• **YOUR TASKS**:
(a) According to the passage on the K2-18b biosignature story, why did detecting dimethyl sulfide and dimethyl disulfide in the planet's atmosphere draw so much attention?
(b) Proceed with the passage on the K2-18b biosignature story, picking up after its last sentence.

-------- TEXT FOR ANALYSIS

The K2-18b Biosignature Story: How Science Corrects Itself

In April 2025, headlines erupted: the James Webb Space Telescope had detected dimethyl sulfide and dimethyl disulfide in the atmosphere of K2-18b, a super-Earth 124 light-years away. On Earth, these molecules are produced almost exclusively by living organisms. Cambridge researchers called it “the strongest hints yet of biological activity outside the solar system.”

By January 2026, the story had shifted. Universe Today published: “How the Evidence for Alien Life on K2-18 b Evaporated.”

This is not a failure. This is how science is supposed to work.

What happened

The initial detection came from JWST’s NIRSpec and MIRI instruments, analyzing starlight filtered through K2-18b’s atmosphere during transit. The signal suggested DMS and DMDS - molecules that, on our planet, come from marine phytoplankton and certain bacteria.

----------------
-------- AVAILABLE DATA

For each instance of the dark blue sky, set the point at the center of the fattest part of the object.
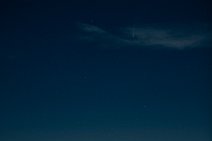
(105, 70)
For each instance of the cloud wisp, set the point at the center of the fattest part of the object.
(145, 36)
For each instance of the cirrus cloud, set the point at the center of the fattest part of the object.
(177, 38)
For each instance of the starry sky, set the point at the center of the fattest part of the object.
(105, 70)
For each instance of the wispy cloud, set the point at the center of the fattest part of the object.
(178, 38)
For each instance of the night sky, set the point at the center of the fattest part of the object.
(105, 70)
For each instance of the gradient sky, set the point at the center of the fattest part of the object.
(105, 70)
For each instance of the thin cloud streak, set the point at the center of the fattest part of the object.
(140, 36)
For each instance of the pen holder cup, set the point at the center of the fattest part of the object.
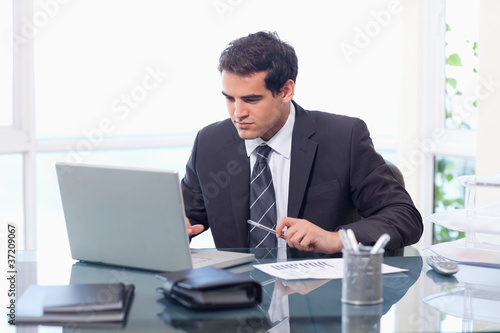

----------------

• **YOUR RESPONSES**:
(a) On Earth, these molecules are produced almost exclusively by living organisms, so finding them in K2-18b's atmosphere was taken as a possible hint of biological activity outside the solar system.

(b)
But spectroscopy of exoplanet atmospheres is extraordinarily difficult. You’re measuring the faintest absorption dips in light that has traveled 124 light-years through a thin atmospheric shell. The signal-to-noise ratio is brutal.

Why it fell apart

Several independent groups reanalyzed the data. The issues:

  • Statistical significance. The original claim relied on marginal detections. When other teams applied different baseline models, the signals weakened below the threshold for a robust claim.
  • Non-biological sources. DMS and DMDS can be produced by photochemistry - UV light acting on sulfur compounds in a hydrogen-rich atmosphere. K2-18b orbits a red dwarf star. The photochemical environment is poorly constrained.
  • Atmospheric model assumptions. K2-18b is classified as a “Hycean” world - a hydrogen-atmosphere ocean planet. But we have zero confirmed Hycean planets. The models used to interpret the spectra carry enormous uncertainty.

The lesson

Extraordinary claims require extraordinary evidence - and in exoplanet science, “extraordinary” means surviving independent reanalysis by multiple groups using different methods.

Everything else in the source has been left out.